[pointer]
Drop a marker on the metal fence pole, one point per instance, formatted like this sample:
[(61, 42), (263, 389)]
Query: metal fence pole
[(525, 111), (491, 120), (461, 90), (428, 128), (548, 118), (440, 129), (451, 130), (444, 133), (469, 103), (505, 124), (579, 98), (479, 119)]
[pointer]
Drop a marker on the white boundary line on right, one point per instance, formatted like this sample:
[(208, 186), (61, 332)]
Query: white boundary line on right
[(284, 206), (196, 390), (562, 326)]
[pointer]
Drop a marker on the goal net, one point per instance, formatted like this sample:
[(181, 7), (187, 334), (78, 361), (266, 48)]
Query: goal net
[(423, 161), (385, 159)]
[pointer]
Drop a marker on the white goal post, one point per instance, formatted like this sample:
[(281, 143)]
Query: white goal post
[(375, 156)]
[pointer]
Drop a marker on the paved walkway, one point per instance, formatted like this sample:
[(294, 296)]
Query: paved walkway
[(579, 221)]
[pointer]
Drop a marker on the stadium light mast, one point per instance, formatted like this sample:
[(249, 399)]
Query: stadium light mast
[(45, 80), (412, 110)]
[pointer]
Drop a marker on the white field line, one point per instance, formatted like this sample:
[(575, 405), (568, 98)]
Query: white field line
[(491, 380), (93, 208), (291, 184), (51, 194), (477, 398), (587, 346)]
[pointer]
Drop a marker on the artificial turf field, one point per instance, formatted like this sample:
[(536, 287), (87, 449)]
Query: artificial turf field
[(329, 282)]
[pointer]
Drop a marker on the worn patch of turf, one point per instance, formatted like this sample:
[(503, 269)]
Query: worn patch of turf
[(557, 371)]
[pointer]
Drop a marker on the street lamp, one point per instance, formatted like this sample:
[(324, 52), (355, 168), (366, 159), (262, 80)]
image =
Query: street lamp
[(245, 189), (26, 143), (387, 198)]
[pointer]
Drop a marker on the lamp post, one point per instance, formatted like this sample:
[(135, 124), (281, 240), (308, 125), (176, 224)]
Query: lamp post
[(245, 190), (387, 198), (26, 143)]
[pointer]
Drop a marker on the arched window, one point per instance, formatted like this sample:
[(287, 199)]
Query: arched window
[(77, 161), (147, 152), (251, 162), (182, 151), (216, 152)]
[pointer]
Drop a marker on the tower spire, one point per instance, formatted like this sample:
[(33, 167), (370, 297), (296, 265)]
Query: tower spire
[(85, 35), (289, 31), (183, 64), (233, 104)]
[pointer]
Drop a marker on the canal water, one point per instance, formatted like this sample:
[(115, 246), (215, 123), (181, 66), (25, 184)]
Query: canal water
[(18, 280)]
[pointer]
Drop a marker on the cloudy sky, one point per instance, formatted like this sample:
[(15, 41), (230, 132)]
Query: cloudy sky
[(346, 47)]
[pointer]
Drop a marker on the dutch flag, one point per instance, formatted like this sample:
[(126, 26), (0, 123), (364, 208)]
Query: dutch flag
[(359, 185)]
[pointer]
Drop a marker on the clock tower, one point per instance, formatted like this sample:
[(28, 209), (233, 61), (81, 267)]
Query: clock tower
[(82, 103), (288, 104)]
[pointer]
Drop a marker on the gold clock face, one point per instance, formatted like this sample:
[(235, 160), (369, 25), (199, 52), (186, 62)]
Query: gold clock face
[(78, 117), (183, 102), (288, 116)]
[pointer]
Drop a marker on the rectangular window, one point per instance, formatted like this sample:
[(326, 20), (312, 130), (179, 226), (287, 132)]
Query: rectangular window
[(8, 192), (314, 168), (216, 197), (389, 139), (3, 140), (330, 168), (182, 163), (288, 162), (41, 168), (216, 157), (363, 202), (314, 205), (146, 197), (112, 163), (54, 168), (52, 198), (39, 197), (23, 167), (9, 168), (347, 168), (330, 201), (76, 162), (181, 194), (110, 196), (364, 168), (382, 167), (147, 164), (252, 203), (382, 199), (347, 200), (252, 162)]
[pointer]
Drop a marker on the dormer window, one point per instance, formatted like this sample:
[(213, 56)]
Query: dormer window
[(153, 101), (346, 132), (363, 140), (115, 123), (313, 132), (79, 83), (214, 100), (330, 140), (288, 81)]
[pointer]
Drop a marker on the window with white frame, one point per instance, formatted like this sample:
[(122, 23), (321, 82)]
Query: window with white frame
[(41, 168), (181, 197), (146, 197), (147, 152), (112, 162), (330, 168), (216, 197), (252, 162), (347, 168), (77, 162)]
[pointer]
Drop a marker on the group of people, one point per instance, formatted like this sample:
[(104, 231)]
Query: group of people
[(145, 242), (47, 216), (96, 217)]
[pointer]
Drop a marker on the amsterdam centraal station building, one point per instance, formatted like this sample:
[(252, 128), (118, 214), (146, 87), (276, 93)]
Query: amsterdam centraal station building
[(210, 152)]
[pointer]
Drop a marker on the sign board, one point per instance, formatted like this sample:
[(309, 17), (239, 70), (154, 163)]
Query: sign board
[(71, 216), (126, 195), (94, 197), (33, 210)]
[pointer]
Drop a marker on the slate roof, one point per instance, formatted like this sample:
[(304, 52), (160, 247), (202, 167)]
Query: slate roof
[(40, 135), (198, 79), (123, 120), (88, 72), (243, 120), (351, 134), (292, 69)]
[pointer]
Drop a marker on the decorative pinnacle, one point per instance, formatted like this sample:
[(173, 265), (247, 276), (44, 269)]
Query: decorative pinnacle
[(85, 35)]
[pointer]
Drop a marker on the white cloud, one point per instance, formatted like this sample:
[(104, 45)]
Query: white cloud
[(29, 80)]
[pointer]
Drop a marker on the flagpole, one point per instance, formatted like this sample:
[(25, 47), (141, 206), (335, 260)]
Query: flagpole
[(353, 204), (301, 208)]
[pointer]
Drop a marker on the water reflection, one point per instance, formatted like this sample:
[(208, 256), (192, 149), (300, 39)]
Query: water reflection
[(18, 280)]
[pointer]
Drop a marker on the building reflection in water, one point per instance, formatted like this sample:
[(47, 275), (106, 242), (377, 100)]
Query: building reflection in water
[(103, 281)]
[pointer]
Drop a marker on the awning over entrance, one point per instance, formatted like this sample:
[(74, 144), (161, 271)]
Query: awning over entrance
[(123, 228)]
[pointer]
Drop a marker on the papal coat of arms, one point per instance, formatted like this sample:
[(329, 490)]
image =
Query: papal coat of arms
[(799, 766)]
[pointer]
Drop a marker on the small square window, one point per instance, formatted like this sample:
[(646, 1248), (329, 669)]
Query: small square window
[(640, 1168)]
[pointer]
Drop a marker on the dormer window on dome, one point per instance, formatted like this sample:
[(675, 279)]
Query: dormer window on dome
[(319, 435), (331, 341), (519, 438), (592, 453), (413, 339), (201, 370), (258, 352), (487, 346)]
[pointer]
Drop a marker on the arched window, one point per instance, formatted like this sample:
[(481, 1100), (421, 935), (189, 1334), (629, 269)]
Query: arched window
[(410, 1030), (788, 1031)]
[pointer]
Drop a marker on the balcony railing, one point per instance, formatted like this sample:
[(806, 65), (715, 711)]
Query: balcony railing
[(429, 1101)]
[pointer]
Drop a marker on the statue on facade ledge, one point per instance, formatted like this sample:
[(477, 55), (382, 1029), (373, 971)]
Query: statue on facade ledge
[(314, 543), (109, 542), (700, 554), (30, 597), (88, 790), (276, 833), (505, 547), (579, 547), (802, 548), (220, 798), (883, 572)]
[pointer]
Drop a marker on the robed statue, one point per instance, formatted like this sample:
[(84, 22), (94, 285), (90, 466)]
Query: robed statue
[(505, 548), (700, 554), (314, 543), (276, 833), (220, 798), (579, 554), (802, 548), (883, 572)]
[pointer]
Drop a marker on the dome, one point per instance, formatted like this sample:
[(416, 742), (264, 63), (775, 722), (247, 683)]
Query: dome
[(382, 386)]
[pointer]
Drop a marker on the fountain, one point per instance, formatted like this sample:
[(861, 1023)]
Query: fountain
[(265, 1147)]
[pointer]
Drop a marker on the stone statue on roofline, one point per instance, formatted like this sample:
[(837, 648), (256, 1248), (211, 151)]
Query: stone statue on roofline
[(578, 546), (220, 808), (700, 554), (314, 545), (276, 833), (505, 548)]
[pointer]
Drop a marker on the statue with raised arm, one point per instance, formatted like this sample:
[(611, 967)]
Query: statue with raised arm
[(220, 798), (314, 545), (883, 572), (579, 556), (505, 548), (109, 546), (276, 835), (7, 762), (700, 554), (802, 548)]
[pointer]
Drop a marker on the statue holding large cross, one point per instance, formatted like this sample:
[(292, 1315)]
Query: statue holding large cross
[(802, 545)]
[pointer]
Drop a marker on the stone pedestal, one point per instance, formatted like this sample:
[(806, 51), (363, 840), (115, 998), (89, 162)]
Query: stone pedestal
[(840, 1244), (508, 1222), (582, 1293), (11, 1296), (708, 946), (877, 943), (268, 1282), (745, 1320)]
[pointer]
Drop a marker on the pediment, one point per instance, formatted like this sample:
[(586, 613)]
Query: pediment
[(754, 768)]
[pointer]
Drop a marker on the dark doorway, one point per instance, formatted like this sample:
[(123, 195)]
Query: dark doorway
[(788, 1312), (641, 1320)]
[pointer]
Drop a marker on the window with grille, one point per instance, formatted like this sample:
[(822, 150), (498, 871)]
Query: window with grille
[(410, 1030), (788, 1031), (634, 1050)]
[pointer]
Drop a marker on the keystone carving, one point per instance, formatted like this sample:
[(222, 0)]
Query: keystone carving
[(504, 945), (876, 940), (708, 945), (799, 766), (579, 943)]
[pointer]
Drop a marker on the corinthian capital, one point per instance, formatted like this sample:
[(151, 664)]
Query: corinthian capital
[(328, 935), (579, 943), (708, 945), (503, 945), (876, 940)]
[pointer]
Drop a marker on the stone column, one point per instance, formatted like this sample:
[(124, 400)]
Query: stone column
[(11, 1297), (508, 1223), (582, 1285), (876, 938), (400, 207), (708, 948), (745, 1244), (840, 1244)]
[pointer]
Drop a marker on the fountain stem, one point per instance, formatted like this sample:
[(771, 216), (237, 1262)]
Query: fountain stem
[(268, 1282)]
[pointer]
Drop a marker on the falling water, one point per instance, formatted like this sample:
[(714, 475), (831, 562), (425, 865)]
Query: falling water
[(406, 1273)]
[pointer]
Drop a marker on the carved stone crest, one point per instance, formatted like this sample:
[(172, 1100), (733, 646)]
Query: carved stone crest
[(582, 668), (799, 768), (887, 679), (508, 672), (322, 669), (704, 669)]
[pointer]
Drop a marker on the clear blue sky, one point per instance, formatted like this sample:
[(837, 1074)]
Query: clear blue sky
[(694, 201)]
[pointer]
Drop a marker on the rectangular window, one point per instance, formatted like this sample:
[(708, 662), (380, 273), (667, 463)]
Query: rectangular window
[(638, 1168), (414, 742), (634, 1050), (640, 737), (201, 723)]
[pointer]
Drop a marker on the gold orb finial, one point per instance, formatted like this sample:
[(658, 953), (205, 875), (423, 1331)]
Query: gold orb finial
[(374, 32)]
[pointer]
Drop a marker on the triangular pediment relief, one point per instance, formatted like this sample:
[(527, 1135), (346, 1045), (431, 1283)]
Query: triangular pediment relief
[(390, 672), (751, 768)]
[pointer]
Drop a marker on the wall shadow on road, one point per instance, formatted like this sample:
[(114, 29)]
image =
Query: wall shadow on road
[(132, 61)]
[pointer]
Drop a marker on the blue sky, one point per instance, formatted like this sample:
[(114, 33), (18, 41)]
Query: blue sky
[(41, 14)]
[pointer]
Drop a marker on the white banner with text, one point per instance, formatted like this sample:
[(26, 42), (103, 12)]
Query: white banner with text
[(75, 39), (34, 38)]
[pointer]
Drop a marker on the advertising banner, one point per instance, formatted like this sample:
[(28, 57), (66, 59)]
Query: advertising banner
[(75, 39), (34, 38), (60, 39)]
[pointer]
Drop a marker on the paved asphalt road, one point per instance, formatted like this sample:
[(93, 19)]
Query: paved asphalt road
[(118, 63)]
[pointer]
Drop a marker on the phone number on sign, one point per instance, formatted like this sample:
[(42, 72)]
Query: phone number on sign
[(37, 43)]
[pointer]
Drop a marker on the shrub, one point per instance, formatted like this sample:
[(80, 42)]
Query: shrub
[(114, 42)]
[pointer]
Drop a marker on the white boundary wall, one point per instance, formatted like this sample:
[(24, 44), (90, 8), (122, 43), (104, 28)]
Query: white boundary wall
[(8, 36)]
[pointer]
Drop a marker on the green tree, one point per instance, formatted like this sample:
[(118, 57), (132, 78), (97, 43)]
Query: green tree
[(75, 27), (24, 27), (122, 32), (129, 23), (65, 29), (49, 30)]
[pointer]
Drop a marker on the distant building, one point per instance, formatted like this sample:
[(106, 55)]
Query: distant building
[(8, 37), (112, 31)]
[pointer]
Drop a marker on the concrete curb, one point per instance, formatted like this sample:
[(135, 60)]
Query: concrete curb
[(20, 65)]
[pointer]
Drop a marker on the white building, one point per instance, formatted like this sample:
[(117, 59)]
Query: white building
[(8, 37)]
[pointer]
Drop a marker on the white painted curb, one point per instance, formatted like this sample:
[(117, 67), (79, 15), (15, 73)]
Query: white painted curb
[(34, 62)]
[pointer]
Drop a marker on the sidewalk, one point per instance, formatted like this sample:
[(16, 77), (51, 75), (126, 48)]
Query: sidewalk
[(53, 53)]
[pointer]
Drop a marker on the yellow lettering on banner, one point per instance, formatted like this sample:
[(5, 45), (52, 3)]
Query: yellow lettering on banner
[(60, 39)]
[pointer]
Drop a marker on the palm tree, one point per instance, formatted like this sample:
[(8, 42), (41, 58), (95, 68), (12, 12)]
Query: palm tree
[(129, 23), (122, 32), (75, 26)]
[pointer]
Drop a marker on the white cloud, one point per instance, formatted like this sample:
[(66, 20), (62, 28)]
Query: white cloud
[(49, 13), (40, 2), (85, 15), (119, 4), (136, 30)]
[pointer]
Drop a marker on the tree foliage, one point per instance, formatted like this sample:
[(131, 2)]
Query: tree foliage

- - -

▶ Task details
Copy verbatim everything from the start of the records down to the line containing "Query: metal fence pole", including that line.

▶ Result for this exercise
[pointer]
Drop a marker on the metal fence pole, one point per instance, formatted like this sample:
[(61, 42), (263, 389)]
Query: metal fence pole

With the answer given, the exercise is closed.